**What is needed:** Transcribe the blog post on green marketing below word for word, in full.

**Text extract:**

::::::

November 2, 2010
Are Green Marketers Still "Sinning"?
[Note: Below is the blog I posted at Harvard Business Online last week about Terrachoice's new "Sins of Greenwashing" report. It received some passionate commentary, particularly from friend and green marketing guru Jacquelyn Ottman. I've reposted her comment and my response below the blog. See also Joel Makower's excellent criticism of the report.]
The green marketing research firm Terrachoice released its annual "Sins of Greenwashing" study last Tuesday. I got a sneak peak on Monday and spoke with Scot Case, one of the key execs behind the report.
For the past few years, this study has been one of my favorite reviews of the pitfalls of green marketing. It's always a clever piece of analysis based on painstakingly assembled data about thousands of consumer products. This time their researchers explored 34 stores in Canada and the U.S. (from chains that have over 40,000 locations) and looked for any product that made a green claim — all while managing not to get arrested as they trolled store aisles for hours. They then counted how many products made any of seven mistakes, or "sins," that Terrachoice has previously identified.
Check out the report (page 10) for the exact definitions of the Seven Sins, but they include making claims that are vague ("all-natural"), having no proof (from, say, third-party certification), or stating irrelevant details (such as "CFC-free" on aerosol cans —the substance has been banned for 30 years).
This year's report is very well timed. The U.S. Federal Trade Commission just proposed changing its Green Guidelines, the standards for what marketers can legally say. The new, stricter rules are open for public comment (PDF) now. I'll be keeping a close eye on that story, but in the meantime I'll point out what I see as the key findings of the report. This report houses some of the best data on what marketers are trying to do and the pitfalls you should avoid. Here are the big picture findings:
1. The number of products making some kind of green claim is rising fast.

::::::

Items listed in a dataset
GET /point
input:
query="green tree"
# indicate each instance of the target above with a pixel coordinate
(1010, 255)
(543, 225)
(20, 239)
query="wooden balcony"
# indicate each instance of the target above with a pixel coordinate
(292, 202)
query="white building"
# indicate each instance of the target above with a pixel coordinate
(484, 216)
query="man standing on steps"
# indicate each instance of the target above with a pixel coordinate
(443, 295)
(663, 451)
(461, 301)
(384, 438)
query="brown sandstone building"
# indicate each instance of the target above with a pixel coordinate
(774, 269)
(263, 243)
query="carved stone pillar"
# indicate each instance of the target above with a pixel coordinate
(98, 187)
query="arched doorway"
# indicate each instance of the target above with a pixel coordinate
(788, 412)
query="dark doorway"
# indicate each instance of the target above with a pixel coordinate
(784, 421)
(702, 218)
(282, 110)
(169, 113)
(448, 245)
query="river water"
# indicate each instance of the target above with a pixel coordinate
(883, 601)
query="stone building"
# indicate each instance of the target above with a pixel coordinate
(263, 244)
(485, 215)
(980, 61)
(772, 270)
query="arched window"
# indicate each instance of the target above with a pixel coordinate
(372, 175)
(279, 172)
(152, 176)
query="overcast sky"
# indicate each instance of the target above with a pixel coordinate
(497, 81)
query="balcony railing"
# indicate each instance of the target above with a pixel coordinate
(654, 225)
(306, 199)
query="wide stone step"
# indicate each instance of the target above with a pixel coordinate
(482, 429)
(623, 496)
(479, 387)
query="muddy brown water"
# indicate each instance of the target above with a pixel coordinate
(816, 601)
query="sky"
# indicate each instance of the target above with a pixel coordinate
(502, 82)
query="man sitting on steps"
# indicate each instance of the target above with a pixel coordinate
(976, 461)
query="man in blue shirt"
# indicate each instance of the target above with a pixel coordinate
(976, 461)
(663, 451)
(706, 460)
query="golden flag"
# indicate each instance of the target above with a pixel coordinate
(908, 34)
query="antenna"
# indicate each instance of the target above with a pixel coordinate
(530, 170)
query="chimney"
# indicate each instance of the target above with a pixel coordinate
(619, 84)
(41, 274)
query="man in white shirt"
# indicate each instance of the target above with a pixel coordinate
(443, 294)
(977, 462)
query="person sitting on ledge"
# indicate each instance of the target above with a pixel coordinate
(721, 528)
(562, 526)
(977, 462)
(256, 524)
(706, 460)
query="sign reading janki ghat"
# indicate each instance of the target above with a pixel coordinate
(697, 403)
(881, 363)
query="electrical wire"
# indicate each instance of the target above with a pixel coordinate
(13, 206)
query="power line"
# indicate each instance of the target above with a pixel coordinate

::::::

**Problem solution:**
November 2, 2010
Are Green Marketers Still "Sinning"?
[Note: Below is the blog I posted at Harvard Business Online last week about Terrachoice's new "Sins of Greenwashing" report. It received some passionate commentary, particularly from friend and green marketing guru Jacquelyn Ottman. I've reposted her comment and my response below the blog. See also Joel Makower's excellent criticism of the report.]
The green marketing research firm Terrachoice released its annual "Sins of Greenwashing" study last Tuesday. I got a sneak peak on Monday and spoke with Scot Case, one of the key execs behind the report.
For the past few years, this study has been one of my favorite reviews of the pitfalls of green marketing. It's always a clever piece of analysis based on painstakingly assembled data about thousands of consumer products. This time their researchers explored 34 stores in Canada and the U.S. (from chains that have over 40,000 locations) and looked for any product that made a green claim — all while managing not to get arrested as they trolled store aisles for hours. They then counted how many products made any of seven mistakes, or "sins," that Terrachoice has previously identified.
Check out the report (page 10) for the exact definitions of the Seven Sins, but they include making claims that are vague ("all-natural"), having no proof (from, say, third-party certification), or stating irrelevant details (such as "CFC-free" on aerosol cans —the substance has been banned for 30 years).
This year's report is very well timed. The U.S. Federal Trade Commission just proposed changing its Green Guidelines, the standards for what marketers can legally say. The new, stricter rules are open for public comment (PDF) now. I'll be keeping a close eye on that story, but in the meantime I'll point out what I see as the key findings of the report. This report houses some of the best data on what marketers are trying to do and the pitfalls you should avoid. Here are the big picture findings:
1. The number of products making some kind of green claim is rising fast.